Documento:
******************************

Diga-se de passagem que essa estratégia não é nova (nada é novo) e aparece, por exemplo, de Antes da Chuva, de Mincho Manchevski, e Short Cuts, de Robert Altman. Histórias paralelas, que em algum momento acabam se cruzando. Como se dissessem, não apenas que tudo está em contato com tudo, mas que todos fazemos parte de uma mesma família humana e que, portanto, nada nos é estranho, nem a Guerra no Iraque, nem o glamour de Hollywood, nem a fome na África...Todos humanos, e o cinema nos recorda.

******************************

Exercício A: Que filmes o documento menciona como exemplos da estratégia das histórias paralelas?
Exercício B: Traduza para o inglês esta frase do documento: "Histórias paralelas, que em algum momento acabam se cruzando."

Material recolhido:
******************************

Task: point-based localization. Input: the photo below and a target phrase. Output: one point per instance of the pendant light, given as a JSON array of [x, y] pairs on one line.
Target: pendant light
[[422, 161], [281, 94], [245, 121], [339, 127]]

******************************

Resposta escrita A: Antes da Chuva, de Mincho Manchevski, e Short Cuts, de Robert Altman.

Resposta escrita B: Parallel stories, which at some point end up crossing each other.